====== Fragmento seleccionado
Hannah Arendt (1906-1975) fue una filósofa alemana de origen judío que se vio obligada a huir de los nazis en 1940 para establecerse en Nueva York. Entre 1924 y 1929 cursó estudios de filosofía y teología, primero en Marburgo y en Friburgo y, finalmente, en Heidelberg. Sus esfuerzos se orientaron a rescatar la democracia deliberativa como sustento del ser, rechazando cualquier forma de totalitarismo que interfiera con la libertad. Conoció en Marburgo al que sería su marido, Günther Stern, que posteriormente se cambió el apellido por Anders. Era también filósofo, de origen polaco.
'Por qué debemos leer a Hannah Arendt ahora'.– Anne Applebaum
Cuando Los orígenes del Totalitarismo se publicó por primera vez, el pesimismo de Arendt parecía exagerado para aquel momento de prosperidad. Setenta años más tarde, sus preocupaciones han cobrado una inquietante vigencia.
============
====== Datos para analizar
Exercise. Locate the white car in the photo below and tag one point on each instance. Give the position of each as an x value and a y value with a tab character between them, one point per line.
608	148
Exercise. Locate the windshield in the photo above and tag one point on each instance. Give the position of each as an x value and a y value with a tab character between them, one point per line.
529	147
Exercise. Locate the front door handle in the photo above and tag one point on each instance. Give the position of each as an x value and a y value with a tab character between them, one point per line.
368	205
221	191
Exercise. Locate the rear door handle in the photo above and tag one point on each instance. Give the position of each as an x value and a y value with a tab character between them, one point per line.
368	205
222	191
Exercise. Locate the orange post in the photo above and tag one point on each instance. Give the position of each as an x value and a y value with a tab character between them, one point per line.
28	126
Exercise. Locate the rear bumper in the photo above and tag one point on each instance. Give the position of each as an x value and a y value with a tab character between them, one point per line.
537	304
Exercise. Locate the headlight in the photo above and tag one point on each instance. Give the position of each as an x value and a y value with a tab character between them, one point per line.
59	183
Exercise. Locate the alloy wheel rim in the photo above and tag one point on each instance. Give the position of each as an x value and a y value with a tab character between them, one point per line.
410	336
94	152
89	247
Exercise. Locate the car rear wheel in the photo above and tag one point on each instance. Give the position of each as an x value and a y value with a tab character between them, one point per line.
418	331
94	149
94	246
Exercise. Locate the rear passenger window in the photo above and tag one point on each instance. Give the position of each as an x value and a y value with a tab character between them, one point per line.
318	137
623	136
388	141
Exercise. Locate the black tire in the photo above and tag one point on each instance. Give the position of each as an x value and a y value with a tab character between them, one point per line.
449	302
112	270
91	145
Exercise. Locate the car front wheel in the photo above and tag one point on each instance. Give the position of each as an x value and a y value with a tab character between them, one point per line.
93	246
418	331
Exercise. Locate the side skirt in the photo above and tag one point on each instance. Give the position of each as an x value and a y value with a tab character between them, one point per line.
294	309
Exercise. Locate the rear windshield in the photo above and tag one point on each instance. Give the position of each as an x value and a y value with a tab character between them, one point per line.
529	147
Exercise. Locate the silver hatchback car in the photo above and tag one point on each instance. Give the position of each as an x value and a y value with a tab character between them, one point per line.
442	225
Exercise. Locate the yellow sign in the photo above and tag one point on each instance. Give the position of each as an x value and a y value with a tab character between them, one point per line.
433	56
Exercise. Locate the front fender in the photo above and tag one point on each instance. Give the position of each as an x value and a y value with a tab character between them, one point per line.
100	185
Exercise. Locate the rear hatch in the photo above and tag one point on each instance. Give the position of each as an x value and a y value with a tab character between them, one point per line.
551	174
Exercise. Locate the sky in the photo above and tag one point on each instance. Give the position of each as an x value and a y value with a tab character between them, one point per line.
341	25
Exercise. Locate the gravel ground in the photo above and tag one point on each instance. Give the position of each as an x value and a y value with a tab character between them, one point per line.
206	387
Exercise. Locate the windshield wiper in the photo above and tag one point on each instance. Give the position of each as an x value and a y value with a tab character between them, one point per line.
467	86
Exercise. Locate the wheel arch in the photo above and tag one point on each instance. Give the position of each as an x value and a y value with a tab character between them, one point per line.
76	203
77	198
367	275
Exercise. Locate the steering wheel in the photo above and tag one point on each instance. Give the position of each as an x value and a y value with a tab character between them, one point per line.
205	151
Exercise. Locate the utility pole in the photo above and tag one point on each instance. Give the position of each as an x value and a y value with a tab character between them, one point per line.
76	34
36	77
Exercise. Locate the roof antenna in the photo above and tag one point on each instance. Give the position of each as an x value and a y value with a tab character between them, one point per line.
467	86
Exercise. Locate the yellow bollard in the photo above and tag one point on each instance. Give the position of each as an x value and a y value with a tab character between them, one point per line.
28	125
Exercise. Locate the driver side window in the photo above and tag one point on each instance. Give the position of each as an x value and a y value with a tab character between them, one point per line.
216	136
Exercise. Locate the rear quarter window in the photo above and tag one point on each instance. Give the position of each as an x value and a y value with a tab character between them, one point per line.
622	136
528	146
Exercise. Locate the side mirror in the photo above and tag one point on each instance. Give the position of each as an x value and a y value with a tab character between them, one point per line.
============
▶ Consigna 1
Resume en dos oraciones el texto sobre Hannah Arendt.
▶ Consigna 2
Contesta brevemente estas preguntas sobre el texto acerca de Hannah Arendt:
(a) ¿Entre qué años cursó Arendt sus estudios de filosofía y teología?
(b) ¿Por qué apellido cambió el suyo Günther Stern?
(c) ¿Cuántos años después de su primera publicación han cobrado vigencia las preocupaciones de Los orígenes del Totalitarismo?
▶ Consigna 3
Prolonga el texto sobre Hannah Arendt a partir de su última oración.
Los datos no hacen falta para resolver este trabajo.

▶ Respuesta del ejercicio 1
Hannah Arendt (1906-1975) fue una filósofa alemana de origen judío que estudió filosofía y teología en Marburgo, Friburgo y Heidelberg, y que en 1940 tuvo que huir de los nazis para establecerse en Nueva York. Defendió la democracia deliberativa y rechazó toda forma de totalitarismo, y las preocupaciones de Los orígenes del Totalitarismo, que parecieron exageradas cuando se publicó por primera vez, han cobrado setenta años después una inquietante vigencia.

▶ Respuesta del ejercicio 2
(a) Entre 1924 y 1929.
(b) Por Anders.
(c) Setenta años.

▶ Respuesta del ejercicio 3
June 18 (Letras Libres / The Atlantic).– Gran parte de lo que imaginamos que es nuevo es viejo; muchas de las enfermedades aparentemente nuevas que afligen a las sociedades modernas son cánceres que resurgen, diagnosticados y descritos hace mucho. Ha habido autócratas antes; han utilizado antes la violencia de masas; han violado las leyes antes. En 1950, en el prefacio que escribió a la primera edición de Los orígenes del totalitarismo, Hannah Arendt, consciente de que lo que acababa de pasar podía repetirse, describió la media década escasa que había transcurrido desde el final de la Segunda Guerra Mundial como una era de gran inquietud: “Jamás ha sido tan imprevisible nuestro futuro, jamás ha dependido tanto de las fuerzas políticas, fuerzas que parecen pura insania y en las que no puede confiarse si uno se atiene al sentido común y el propio interés.”
El nacionalismo tóxico y el racismo abierto de la Alemania nazi, que solo había sido derrotada recientemente; los ataques continuados y cínicos de la Unión Soviética a los valores liberales y a lo que llamaba “democracia burguesa”; la división del mundo en campos de guerra; el gran influjo de refugiados; el ascenso de nuevos medios de difusión capaces de extender desinformación y propaganda a una escala masiva; el surgimiento de una mayoría apática, desprovista de interés, fácilmente aplacada con trivialidades y mentiras evidentes; y sobre todo el fenómeno del totalitarismo, que ella describía como “una forma de gobierno totalmente nueva”: todas esas cosas llevaban a Arendt a creer que una era más oscura estaba a punto de empezar.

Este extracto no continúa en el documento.